Work required:
Can you rewrite the records from the line holding "Scan this screenshot and find the building entrance" through the end of the records, inclusive, replacing "tree trunk" with "trunk of the tree" and changing nothing else? Leave the pictures out of your answer.

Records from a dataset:
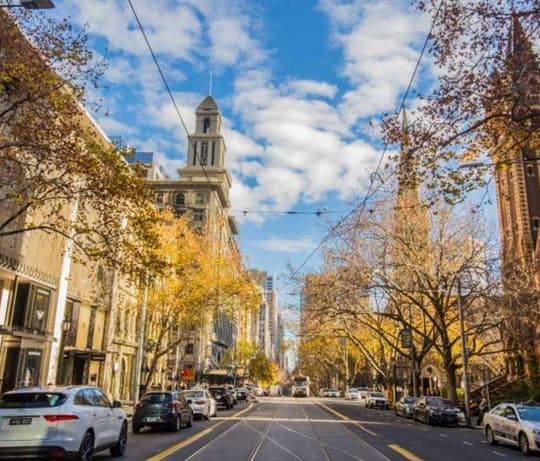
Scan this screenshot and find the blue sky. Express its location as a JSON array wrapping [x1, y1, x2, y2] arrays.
[[49, 0, 494, 310]]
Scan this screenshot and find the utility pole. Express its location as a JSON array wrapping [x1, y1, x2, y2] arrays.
[[131, 273, 148, 402], [457, 277, 471, 426]]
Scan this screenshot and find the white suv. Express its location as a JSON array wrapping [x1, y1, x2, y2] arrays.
[[0, 386, 128, 461]]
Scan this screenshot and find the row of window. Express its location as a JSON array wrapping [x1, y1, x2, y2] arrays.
[[155, 192, 207, 206]]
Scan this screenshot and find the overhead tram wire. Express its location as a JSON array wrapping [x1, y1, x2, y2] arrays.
[[128, 0, 213, 187], [282, 1, 443, 286]]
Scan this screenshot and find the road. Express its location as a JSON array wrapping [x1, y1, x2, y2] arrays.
[[95, 398, 523, 461]]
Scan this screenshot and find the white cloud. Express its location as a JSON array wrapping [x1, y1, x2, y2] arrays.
[[254, 237, 317, 253], [319, 0, 429, 124]]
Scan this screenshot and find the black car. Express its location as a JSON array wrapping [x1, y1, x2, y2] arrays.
[[132, 392, 193, 434], [236, 387, 251, 403], [413, 397, 459, 424], [208, 386, 234, 410]]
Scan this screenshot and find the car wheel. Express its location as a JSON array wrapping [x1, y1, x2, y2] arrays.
[[518, 432, 531, 455], [76, 431, 94, 461], [110, 423, 127, 458], [486, 426, 497, 445], [172, 415, 182, 432]]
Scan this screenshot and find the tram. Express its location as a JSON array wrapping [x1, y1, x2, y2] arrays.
[[291, 375, 310, 397]]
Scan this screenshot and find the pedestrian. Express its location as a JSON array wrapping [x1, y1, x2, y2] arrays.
[[476, 399, 489, 426]]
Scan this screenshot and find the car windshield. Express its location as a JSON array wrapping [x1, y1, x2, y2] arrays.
[[208, 387, 226, 395], [182, 391, 204, 399], [427, 399, 454, 408], [0, 392, 66, 408], [141, 392, 172, 403], [517, 407, 540, 422]]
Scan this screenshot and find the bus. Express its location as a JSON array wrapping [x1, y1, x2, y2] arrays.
[[291, 375, 309, 397]]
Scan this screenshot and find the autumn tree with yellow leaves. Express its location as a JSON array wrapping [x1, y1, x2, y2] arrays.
[[144, 211, 259, 390], [308, 201, 503, 401], [0, 9, 155, 272]]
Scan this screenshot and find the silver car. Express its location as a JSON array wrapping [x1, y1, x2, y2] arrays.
[[0, 386, 128, 461], [394, 397, 416, 418], [483, 403, 540, 454], [182, 389, 217, 419]]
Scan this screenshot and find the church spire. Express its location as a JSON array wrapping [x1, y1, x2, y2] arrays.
[[399, 106, 416, 193]]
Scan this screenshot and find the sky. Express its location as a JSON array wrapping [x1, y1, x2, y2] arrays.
[[47, 0, 472, 307]]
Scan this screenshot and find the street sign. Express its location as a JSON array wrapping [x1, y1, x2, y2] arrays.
[[399, 328, 412, 349]]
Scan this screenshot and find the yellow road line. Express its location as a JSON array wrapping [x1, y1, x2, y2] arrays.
[[146, 423, 215, 461], [388, 443, 424, 461], [145, 403, 253, 461]]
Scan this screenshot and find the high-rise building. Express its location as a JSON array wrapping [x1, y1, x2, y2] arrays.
[[251, 270, 281, 362], [143, 95, 243, 381]]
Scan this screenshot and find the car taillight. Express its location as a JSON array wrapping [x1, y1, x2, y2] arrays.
[[43, 415, 79, 423]]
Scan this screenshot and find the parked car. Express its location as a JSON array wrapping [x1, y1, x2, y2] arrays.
[[208, 386, 233, 410], [366, 392, 390, 410], [394, 397, 416, 418], [324, 389, 340, 397], [413, 397, 459, 424], [225, 384, 238, 405], [358, 388, 373, 405], [483, 403, 540, 455], [182, 389, 217, 419], [131, 391, 193, 434], [0, 386, 128, 461], [236, 387, 251, 403]]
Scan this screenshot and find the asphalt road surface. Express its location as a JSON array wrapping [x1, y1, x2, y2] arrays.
[[95, 398, 540, 461]]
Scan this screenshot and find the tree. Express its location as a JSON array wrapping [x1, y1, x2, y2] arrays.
[[383, 0, 540, 202], [144, 211, 259, 389], [248, 351, 278, 386], [0, 10, 155, 270], [310, 199, 502, 401]]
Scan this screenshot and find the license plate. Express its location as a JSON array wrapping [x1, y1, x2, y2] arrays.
[[9, 418, 32, 426]]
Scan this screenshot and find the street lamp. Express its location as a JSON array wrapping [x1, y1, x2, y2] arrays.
[[56, 316, 71, 384], [0, 0, 54, 10]]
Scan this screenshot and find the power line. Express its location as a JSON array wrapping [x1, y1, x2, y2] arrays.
[[128, 0, 213, 187], [282, 1, 443, 288]]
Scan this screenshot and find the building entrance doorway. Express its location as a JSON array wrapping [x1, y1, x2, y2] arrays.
[[0, 347, 20, 394], [71, 356, 86, 384]]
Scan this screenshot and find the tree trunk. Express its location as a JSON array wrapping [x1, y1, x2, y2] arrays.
[[444, 363, 458, 405]]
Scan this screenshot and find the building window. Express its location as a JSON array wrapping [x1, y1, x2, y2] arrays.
[[12, 283, 51, 334], [203, 117, 210, 133], [193, 210, 204, 222], [200, 142, 208, 166], [174, 192, 186, 206], [195, 192, 206, 205]]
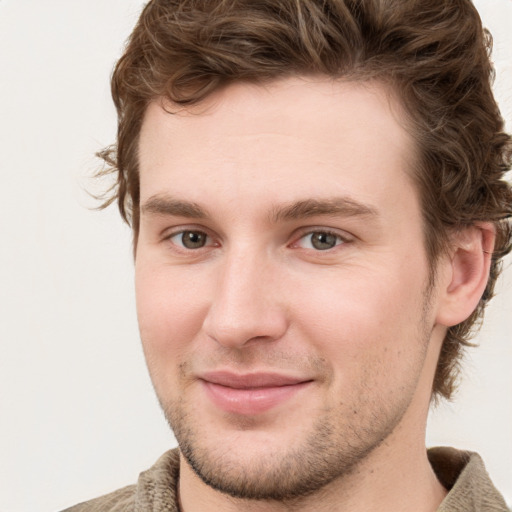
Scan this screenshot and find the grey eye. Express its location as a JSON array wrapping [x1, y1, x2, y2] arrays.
[[309, 231, 340, 251], [176, 231, 208, 249]]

Task response:
Scan this screenshot and find the building entrance doorway. Express its location as a JSON array wrapping [x1, y1, x2, y2] arrays.
[[0, 347, 20, 394], [71, 356, 86, 384]]
Scan this screenshot and find the trunk of the tree. Express its location as a JSON array wrapping [x1, y1, x2, y2] arrays.
[[444, 363, 458, 405]]
Scan this screenshot and find the building window. Express its location as a JSON array wrapping [x1, y1, x2, y2] arrays.
[[12, 283, 51, 334], [203, 117, 210, 133], [193, 210, 204, 222], [200, 142, 208, 166], [174, 192, 186, 206], [195, 192, 206, 205]]
Scan this screenshot and find the grey eye. Express its location as a JSON array wrapping [x1, y1, x2, y2] arrays.
[[309, 231, 340, 251], [176, 231, 208, 249]]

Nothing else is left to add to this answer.